── Given data ──
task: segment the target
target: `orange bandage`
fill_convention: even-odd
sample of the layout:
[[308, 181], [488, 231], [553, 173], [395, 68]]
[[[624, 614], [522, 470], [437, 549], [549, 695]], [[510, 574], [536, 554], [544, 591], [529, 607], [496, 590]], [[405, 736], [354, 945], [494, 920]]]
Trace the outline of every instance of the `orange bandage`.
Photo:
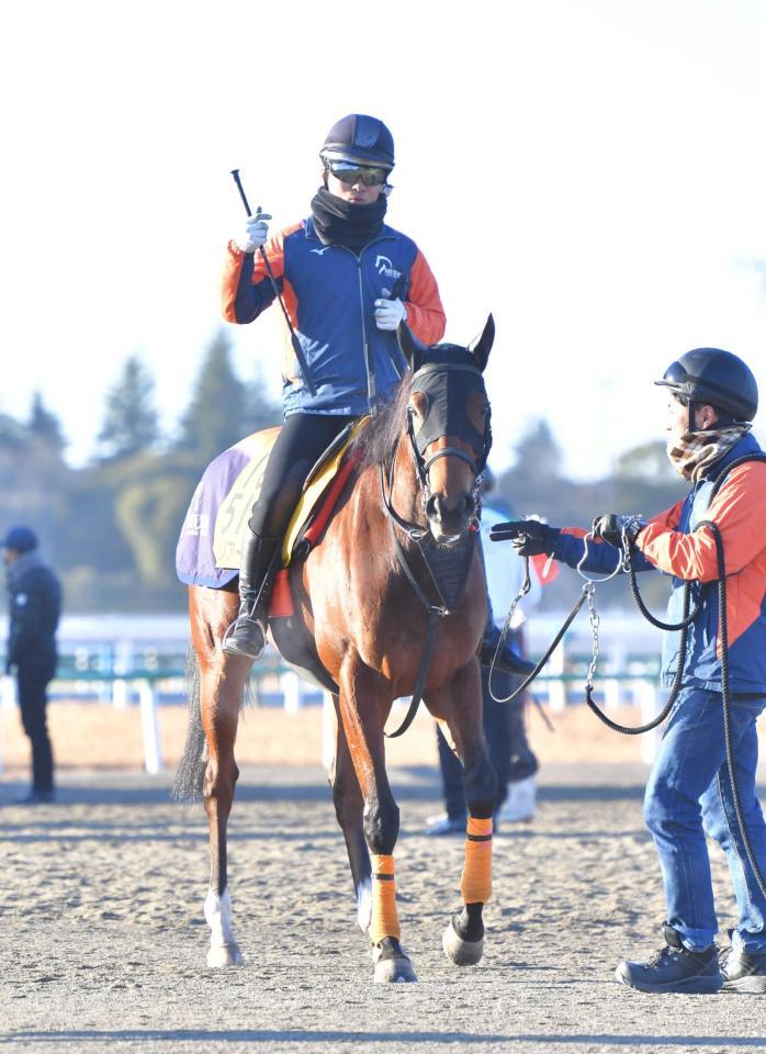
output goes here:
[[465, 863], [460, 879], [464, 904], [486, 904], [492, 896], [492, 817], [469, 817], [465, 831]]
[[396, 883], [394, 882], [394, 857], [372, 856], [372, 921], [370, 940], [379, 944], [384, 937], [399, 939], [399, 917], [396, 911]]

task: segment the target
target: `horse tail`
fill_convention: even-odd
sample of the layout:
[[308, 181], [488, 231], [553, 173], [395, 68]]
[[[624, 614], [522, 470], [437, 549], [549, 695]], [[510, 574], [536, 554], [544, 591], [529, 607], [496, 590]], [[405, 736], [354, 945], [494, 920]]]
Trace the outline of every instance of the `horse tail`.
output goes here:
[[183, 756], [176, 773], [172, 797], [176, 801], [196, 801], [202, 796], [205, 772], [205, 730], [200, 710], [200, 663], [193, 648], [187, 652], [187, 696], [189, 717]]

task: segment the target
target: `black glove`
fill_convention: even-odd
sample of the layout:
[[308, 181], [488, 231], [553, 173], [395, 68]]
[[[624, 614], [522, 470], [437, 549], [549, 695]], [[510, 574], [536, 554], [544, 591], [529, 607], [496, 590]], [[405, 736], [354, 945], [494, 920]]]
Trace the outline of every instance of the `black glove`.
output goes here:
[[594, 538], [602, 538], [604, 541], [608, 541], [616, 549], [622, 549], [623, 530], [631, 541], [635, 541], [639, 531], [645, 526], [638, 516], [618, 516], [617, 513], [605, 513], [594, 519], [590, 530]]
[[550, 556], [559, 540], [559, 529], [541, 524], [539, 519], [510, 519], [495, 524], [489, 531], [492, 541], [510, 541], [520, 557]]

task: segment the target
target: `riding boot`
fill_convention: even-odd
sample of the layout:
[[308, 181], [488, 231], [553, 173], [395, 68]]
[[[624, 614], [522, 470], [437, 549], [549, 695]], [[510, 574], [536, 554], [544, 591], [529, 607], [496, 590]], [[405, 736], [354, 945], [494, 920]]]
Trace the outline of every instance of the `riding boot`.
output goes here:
───
**Exercise objective**
Reproduce every item above word for word, leaving out the pictures.

**Response**
task: segment the target
target: `orange bandage`
fill_convention: even-odd
sample of the layout:
[[308, 181], [488, 231], [553, 173], [395, 68]]
[[[624, 614], [522, 470], [437, 549], [549, 695]], [[510, 574], [536, 554], [544, 591], [529, 607], [496, 590]], [[405, 736], [354, 945], [494, 920]]]
Trace the outline of every instance of the `orange bandage`.
Photo:
output goes here:
[[465, 863], [460, 879], [464, 904], [486, 904], [492, 896], [492, 817], [469, 817], [465, 831]]
[[396, 883], [394, 882], [394, 857], [372, 856], [372, 921], [370, 940], [379, 944], [384, 937], [399, 939], [399, 917], [396, 911]]

task: segment the target
target: `horse tail`
fill_convention: even-odd
sample of the layout:
[[308, 181], [488, 231], [553, 173], [395, 68]]
[[[624, 614], [522, 470], [437, 549], [549, 695]], [[510, 574], [536, 554], [544, 591], [529, 607], [496, 590]], [[405, 736], [354, 945], [494, 920]]]
Trace the outline of every instance of the `horse tail`.
output goes here:
[[183, 756], [176, 773], [172, 797], [176, 801], [196, 801], [202, 796], [205, 772], [205, 730], [200, 710], [200, 663], [193, 648], [187, 652], [187, 696], [189, 717]]

task: segment the target
target: `black glove`
fill_convention: even-odd
sample of the layout:
[[308, 181], [488, 231], [553, 173], [395, 68]]
[[[624, 614], [522, 470], [437, 549], [549, 695]], [[510, 574], [536, 554], [544, 591], [529, 607], [496, 590]], [[405, 736], [354, 945], [494, 920]]]
Trace the outline of every instance of the `black glove`.
output goes here:
[[594, 538], [602, 538], [604, 541], [608, 541], [616, 549], [622, 549], [623, 530], [631, 541], [635, 541], [639, 531], [645, 526], [638, 516], [618, 516], [617, 513], [605, 513], [594, 519], [590, 530]]
[[550, 556], [559, 540], [559, 529], [541, 524], [539, 519], [510, 519], [495, 524], [489, 531], [492, 541], [510, 541], [520, 557]]

task: segment the target
target: `riding boot`
fill_convention: even-odd
sample of the layout:
[[308, 181], [488, 231], [553, 173], [395, 68]]
[[[624, 614], [522, 470], [437, 549], [549, 695]], [[510, 574], [536, 554], [544, 591], [529, 607], [496, 590]], [[405, 736], [354, 945], [494, 920]]]
Trace the outline of every instance of the `riding boot`.
output goes here:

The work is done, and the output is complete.